* [EXERCISE]:
Please edit the lines from the one containing "the white cloud" through the one containing "<point>115,4</point>", replacing "pin" with "marker" and changing nothing else. Return only those lines.

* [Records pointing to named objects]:
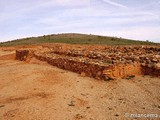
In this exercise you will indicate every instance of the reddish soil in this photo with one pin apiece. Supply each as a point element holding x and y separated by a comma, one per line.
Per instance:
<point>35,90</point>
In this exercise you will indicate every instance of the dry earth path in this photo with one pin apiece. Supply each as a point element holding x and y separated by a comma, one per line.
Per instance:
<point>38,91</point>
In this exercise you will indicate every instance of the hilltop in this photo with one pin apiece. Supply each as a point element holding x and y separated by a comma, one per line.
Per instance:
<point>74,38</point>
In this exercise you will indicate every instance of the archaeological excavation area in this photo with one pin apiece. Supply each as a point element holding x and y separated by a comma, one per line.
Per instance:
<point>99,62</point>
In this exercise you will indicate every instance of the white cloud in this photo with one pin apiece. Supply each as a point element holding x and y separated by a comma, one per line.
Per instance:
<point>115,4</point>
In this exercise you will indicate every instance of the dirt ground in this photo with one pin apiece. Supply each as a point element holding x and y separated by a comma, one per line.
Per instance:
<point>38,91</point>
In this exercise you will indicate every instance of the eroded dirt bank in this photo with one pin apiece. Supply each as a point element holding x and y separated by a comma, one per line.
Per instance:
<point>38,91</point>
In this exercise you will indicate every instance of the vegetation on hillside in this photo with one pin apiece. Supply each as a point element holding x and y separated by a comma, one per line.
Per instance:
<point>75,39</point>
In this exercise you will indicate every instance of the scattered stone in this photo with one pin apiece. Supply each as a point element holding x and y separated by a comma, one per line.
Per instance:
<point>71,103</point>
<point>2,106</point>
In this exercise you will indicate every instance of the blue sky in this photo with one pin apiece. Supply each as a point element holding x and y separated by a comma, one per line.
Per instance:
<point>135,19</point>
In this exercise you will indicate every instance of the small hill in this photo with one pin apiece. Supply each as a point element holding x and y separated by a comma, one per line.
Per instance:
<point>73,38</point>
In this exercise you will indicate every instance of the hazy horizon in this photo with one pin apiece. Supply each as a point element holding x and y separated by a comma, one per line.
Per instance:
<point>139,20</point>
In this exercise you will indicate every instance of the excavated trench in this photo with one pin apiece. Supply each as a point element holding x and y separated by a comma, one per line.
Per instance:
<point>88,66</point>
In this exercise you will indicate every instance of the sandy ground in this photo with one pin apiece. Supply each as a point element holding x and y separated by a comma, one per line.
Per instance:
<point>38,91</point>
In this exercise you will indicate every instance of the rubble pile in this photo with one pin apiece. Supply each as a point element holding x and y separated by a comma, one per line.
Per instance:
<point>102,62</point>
==
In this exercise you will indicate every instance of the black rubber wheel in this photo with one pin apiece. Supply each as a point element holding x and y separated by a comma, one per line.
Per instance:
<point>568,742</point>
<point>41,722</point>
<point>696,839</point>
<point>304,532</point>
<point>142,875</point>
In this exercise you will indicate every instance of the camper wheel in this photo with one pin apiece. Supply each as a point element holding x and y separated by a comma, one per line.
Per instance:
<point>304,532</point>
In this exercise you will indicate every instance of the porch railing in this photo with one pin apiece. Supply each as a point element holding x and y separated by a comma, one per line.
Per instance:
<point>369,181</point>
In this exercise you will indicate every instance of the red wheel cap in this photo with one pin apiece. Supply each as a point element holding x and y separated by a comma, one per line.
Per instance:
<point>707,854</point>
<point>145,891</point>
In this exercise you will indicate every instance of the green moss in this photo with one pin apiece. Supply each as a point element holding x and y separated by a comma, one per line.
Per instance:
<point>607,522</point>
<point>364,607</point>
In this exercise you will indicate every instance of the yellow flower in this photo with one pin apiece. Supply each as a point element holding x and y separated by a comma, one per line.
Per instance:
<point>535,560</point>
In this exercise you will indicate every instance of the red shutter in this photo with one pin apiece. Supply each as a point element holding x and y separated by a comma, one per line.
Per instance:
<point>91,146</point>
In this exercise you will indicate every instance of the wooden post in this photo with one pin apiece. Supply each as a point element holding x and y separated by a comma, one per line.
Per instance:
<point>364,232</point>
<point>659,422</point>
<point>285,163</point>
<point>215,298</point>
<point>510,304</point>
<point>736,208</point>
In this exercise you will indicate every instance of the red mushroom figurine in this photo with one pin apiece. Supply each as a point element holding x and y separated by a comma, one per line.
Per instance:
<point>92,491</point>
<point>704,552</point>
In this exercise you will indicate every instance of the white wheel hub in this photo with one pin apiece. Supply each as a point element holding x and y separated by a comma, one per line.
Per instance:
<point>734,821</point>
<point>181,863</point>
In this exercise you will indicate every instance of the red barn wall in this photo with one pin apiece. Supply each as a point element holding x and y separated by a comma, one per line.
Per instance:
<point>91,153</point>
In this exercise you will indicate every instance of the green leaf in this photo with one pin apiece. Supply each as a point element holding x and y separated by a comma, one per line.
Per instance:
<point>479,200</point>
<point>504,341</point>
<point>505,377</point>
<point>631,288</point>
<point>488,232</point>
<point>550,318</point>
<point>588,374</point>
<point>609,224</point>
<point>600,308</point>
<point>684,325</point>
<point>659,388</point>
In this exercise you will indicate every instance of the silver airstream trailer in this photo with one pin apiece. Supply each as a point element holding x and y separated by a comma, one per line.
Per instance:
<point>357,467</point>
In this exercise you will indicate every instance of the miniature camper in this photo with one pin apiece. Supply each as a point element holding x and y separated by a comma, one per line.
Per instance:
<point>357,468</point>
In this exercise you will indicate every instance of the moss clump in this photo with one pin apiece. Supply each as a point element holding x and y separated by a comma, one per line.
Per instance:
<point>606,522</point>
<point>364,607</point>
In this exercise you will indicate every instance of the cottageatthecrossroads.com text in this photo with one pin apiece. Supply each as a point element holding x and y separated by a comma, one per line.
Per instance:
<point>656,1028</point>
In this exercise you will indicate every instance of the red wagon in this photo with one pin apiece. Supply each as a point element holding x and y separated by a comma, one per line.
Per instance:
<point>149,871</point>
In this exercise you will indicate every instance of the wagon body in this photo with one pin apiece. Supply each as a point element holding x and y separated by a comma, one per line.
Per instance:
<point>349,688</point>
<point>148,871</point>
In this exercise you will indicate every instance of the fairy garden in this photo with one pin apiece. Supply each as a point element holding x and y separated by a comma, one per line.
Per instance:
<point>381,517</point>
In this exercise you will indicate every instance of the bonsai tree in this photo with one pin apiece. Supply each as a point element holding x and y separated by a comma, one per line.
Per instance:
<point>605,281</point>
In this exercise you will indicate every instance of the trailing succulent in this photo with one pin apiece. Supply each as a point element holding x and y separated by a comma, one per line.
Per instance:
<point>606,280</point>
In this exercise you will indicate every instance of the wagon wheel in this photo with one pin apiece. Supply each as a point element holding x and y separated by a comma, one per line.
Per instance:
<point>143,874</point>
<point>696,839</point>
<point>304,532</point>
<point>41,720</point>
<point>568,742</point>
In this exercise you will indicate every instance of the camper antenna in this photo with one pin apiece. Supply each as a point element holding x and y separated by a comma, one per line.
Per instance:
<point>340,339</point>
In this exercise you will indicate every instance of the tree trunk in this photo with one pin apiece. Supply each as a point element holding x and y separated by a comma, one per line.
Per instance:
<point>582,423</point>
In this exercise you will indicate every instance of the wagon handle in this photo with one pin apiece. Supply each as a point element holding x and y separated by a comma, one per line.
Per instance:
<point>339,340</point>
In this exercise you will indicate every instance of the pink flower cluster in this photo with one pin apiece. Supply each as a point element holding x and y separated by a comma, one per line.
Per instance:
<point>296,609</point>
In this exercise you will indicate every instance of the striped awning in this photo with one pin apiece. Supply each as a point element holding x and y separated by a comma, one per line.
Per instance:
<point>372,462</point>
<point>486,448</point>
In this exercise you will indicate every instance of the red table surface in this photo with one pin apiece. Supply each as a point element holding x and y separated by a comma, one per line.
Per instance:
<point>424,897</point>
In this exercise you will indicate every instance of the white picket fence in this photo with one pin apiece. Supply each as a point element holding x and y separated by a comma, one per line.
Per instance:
---
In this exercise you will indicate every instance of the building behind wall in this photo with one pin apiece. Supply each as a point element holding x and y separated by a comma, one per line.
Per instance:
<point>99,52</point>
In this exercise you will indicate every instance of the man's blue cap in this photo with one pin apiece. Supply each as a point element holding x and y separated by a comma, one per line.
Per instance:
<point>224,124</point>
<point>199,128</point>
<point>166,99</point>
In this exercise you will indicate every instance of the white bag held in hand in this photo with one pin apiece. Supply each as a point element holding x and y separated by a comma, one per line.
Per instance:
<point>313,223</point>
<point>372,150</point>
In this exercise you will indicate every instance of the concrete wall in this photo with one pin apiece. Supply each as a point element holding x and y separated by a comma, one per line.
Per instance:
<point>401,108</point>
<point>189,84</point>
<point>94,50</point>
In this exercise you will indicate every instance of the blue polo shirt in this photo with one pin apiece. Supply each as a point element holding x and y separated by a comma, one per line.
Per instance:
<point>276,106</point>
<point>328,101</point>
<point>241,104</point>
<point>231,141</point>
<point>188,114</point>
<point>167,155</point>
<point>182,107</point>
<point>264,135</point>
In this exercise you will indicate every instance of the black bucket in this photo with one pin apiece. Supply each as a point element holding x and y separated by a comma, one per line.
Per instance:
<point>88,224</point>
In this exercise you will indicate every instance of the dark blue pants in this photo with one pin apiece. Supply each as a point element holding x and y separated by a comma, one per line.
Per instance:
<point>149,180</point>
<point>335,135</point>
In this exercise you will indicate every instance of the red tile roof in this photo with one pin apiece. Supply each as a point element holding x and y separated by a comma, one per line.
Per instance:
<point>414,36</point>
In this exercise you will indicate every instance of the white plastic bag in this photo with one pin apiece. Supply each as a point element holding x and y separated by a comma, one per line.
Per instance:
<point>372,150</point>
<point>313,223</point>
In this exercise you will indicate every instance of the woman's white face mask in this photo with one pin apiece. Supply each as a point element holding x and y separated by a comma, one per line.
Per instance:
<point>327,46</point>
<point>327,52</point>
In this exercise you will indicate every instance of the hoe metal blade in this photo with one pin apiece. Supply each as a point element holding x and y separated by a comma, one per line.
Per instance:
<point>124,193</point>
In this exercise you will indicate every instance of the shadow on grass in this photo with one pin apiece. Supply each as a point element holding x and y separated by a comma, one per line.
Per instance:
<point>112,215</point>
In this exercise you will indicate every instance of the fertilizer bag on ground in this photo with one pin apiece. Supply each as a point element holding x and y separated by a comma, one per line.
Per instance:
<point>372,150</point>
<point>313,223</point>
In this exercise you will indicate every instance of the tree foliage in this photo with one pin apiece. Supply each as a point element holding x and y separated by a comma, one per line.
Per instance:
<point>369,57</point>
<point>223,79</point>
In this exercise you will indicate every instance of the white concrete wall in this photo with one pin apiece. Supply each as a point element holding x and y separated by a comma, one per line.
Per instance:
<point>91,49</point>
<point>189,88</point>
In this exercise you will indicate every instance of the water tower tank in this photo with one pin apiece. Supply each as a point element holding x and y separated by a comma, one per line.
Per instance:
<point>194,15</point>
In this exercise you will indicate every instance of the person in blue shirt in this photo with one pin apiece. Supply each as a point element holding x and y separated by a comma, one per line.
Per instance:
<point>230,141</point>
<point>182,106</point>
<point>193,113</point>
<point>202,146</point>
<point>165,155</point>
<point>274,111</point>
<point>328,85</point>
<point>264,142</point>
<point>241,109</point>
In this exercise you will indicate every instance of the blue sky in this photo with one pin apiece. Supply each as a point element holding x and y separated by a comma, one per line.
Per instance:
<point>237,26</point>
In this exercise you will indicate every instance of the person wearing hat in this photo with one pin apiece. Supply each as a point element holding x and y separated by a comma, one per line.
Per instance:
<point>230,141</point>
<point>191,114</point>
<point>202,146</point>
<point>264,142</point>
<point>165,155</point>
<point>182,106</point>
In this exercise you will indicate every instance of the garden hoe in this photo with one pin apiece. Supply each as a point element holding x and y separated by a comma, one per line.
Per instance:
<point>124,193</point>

* [SOLUTION TO THIS TASK]:
In this exercise you will indicate every instance of the white cloud in this photo with one marker apiece. Supply each as a point element holding x and y separated by a comma, one per line.
Per instance:
<point>115,4</point>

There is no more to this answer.